[Start of section]

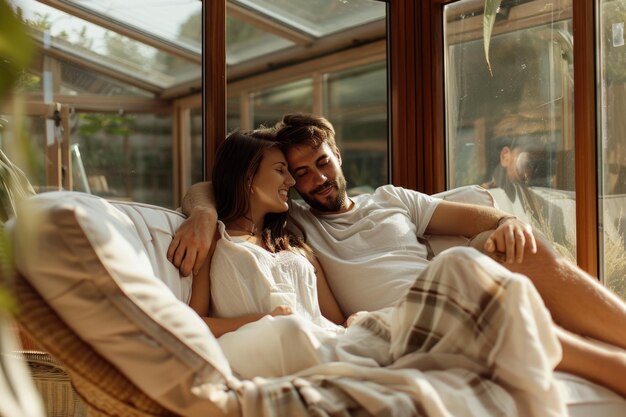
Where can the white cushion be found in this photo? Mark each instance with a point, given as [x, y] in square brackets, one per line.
[92, 265]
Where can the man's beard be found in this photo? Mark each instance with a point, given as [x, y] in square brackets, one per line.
[326, 205]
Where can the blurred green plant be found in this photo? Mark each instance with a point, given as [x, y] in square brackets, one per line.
[16, 51]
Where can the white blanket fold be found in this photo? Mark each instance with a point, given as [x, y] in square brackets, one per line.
[470, 339]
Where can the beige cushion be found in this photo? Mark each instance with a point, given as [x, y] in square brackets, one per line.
[92, 265]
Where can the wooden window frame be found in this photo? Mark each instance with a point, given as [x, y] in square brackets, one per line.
[416, 103]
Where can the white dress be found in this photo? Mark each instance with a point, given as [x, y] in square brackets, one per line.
[247, 279]
[465, 319]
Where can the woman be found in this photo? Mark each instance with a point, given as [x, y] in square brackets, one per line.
[261, 273]
[259, 267]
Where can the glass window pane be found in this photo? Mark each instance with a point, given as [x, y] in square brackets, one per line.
[319, 17]
[233, 113]
[35, 133]
[83, 41]
[356, 103]
[245, 41]
[269, 105]
[127, 157]
[77, 80]
[612, 143]
[512, 130]
[179, 22]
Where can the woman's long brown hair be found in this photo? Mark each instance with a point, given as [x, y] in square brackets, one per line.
[236, 163]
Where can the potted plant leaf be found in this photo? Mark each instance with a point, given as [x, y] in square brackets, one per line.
[17, 391]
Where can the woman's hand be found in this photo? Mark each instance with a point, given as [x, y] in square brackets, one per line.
[282, 310]
[354, 317]
[512, 237]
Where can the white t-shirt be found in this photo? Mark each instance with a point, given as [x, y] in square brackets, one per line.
[370, 254]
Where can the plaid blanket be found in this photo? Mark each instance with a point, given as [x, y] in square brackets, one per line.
[469, 339]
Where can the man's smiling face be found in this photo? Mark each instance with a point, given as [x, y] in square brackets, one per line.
[319, 178]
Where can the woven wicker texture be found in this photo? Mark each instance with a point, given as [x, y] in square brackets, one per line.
[53, 383]
[105, 391]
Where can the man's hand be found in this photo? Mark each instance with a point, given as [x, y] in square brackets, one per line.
[192, 241]
[512, 237]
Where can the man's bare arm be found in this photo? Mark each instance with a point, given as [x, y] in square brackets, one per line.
[511, 235]
[193, 239]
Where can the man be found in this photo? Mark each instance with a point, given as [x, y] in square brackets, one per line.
[369, 249]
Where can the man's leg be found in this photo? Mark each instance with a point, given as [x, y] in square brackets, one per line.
[595, 362]
[577, 302]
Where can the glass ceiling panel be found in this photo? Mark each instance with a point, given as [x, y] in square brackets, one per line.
[177, 21]
[245, 41]
[96, 45]
[79, 81]
[319, 17]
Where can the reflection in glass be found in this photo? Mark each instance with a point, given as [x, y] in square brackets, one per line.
[127, 156]
[356, 104]
[196, 156]
[512, 131]
[612, 143]
[269, 105]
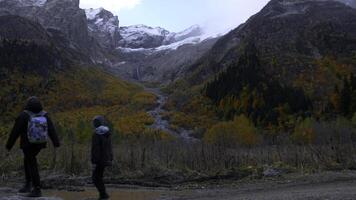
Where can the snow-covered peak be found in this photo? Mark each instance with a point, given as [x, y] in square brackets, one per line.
[193, 35]
[37, 3]
[143, 29]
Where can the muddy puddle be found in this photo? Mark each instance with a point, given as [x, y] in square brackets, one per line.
[89, 194]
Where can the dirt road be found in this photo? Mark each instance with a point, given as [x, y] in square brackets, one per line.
[325, 186]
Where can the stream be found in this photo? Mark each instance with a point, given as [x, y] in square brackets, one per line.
[162, 124]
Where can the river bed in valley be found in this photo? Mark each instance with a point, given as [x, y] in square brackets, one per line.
[163, 124]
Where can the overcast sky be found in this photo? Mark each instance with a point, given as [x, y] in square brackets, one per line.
[176, 15]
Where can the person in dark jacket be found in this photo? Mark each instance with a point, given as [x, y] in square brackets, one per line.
[101, 154]
[31, 150]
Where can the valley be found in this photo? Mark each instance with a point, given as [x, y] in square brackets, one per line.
[266, 110]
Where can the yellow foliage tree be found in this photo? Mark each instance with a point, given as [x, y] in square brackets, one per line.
[240, 131]
[304, 132]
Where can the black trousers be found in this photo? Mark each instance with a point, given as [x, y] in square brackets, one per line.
[98, 181]
[31, 167]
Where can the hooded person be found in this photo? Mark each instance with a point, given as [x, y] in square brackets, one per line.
[101, 153]
[25, 125]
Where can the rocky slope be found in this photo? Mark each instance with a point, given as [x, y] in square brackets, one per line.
[293, 58]
[289, 33]
[104, 26]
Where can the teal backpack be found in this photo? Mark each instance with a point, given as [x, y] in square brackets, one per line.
[37, 129]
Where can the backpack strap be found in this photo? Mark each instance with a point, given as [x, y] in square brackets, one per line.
[31, 114]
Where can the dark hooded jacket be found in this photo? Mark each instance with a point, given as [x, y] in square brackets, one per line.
[20, 128]
[101, 150]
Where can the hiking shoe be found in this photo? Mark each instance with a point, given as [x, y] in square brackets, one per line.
[104, 196]
[36, 192]
[26, 189]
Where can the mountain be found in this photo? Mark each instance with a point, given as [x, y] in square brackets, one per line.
[157, 55]
[104, 26]
[291, 58]
[145, 37]
[64, 20]
[33, 62]
[351, 3]
[141, 36]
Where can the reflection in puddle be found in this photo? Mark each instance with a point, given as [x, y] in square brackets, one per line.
[115, 194]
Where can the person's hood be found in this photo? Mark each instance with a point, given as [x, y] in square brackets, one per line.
[98, 121]
[102, 130]
[34, 105]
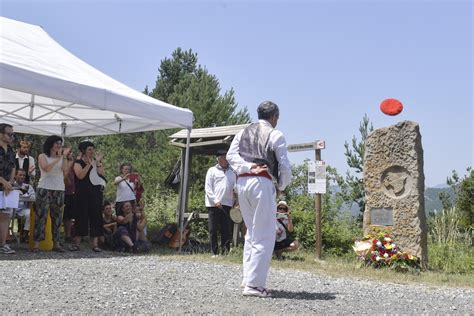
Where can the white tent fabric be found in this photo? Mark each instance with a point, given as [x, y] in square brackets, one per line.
[44, 90]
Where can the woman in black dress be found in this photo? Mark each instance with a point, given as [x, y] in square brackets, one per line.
[90, 183]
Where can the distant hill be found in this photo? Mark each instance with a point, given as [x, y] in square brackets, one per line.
[432, 201]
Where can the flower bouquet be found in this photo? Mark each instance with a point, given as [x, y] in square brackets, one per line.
[381, 251]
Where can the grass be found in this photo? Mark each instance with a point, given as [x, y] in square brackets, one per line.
[346, 266]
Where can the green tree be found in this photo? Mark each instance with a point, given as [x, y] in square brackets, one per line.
[185, 83]
[181, 81]
[352, 186]
[338, 229]
[463, 196]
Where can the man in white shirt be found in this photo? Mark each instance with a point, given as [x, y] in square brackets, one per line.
[220, 182]
[23, 210]
[25, 162]
[259, 156]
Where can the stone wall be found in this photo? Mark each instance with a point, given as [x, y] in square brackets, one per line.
[394, 186]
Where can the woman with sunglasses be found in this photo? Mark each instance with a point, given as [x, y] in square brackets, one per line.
[54, 163]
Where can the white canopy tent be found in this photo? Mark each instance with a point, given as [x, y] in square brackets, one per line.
[44, 85]
[45, 90]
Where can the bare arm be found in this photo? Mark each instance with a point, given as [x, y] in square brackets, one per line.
[81, 172]
[43, 162]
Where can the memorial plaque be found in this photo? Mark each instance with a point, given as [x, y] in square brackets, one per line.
[381, 216]
[394, 184]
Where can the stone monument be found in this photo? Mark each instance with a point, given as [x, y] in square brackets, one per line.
[394, 186]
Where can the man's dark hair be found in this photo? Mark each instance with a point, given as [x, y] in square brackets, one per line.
[267, 109]
[83, 146]
[125, 164]
[49, 143]
[4, 126]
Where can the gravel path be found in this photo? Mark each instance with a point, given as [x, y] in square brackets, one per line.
[83, 282]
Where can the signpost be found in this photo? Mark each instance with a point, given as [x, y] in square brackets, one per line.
[316, 182]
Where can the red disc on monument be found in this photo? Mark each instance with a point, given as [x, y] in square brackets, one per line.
[391, 107]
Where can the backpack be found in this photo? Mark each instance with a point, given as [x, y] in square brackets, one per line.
[165, 234]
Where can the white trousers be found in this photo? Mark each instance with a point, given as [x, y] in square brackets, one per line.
[24, 212]
[258, 206]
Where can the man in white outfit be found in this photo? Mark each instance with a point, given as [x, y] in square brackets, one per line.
[259, 156]
[220, 183]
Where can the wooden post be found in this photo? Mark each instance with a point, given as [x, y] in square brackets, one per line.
[317, 206]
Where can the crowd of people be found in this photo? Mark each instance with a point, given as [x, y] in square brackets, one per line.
[256, 168]
[70, 189]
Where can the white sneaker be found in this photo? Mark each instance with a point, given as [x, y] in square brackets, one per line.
[256, 291]
[5, 249]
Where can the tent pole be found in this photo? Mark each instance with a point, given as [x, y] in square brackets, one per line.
[63, 130]
[184, 192]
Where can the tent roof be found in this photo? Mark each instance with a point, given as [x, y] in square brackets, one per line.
[45, 89]
[209, 140]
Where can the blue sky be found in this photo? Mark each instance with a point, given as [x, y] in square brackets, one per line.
[325, 63]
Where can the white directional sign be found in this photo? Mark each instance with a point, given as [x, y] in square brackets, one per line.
[316, 177]
[319, 144]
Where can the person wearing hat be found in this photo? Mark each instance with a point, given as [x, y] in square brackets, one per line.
[24, 161]
[259, 156]
[284, 242]
[220, 182]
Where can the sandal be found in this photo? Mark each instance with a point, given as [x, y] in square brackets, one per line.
[74, 248]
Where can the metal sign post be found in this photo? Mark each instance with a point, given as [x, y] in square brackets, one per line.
[317, 146]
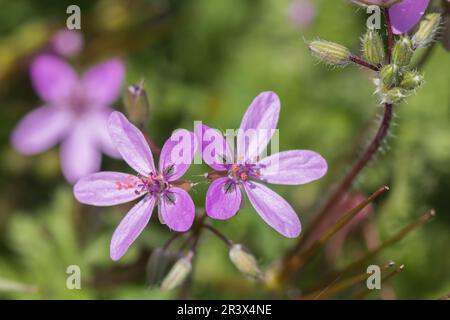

[End of section]

* **Your instructions**
Only exact duplicates of the lines from the one containing "Where can the sandal" through the final line of the entries, both included, are needed, with pictures left out.

* **Exercise result**
Where can the sandal be found in this photo? Mark each instance with a point, given as [x, y] in square brackets, one per line.
[74, 248]
Where can the metal sign post be found in this photo? Mark each instance with a point, given as [x, y] in square brackets, one per line.
[317, 146]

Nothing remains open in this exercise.